• Your assignment
The records below must be returned in full and unaltered.

• The input
☆ ☆ ☆ ☆ ☆
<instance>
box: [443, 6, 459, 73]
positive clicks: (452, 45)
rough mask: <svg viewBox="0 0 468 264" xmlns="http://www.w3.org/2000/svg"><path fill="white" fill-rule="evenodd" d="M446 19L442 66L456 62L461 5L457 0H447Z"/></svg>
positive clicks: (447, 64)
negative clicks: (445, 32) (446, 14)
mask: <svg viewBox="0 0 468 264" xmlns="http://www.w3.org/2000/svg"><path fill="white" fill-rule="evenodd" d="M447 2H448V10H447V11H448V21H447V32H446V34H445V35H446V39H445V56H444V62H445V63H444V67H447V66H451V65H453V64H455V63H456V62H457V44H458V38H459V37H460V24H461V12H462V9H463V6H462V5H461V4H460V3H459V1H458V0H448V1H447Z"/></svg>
☆ ☆ ☆ ☆ ☆
• Task answer
<instance>
box: [443, 6, 459, 73]
positive clicks: (452, 45)
rough mask: <svg viewBox="0 0 468 264" xmlns="http://www.w3.org/2000/svg"><path fill="white" fill-rule="evenodd" d="M446 19L442 66L456 62L461 5L457 0H447Z"/></svg>
positive clicks: (447, 64)
negative clicks: (445, 32) (446, 14)
mask: <svg viewBox="0 0 468 264" xmlns="http://www.w3.org/2000/svg"><path fill="white" fill-rule="evenodd" d="M447 2H448V10H447V11H448V21H447V32H446V34H445V35H446V39H445V56H444V62H445V63H444V67H447V66H451V65H453V64H455V63H456V62H457V44H458V38H459V37H460V24H461V12H462V9H463V6H462V5H461V4H460V3H459V1H458V0H448V1H447Z"/></svg>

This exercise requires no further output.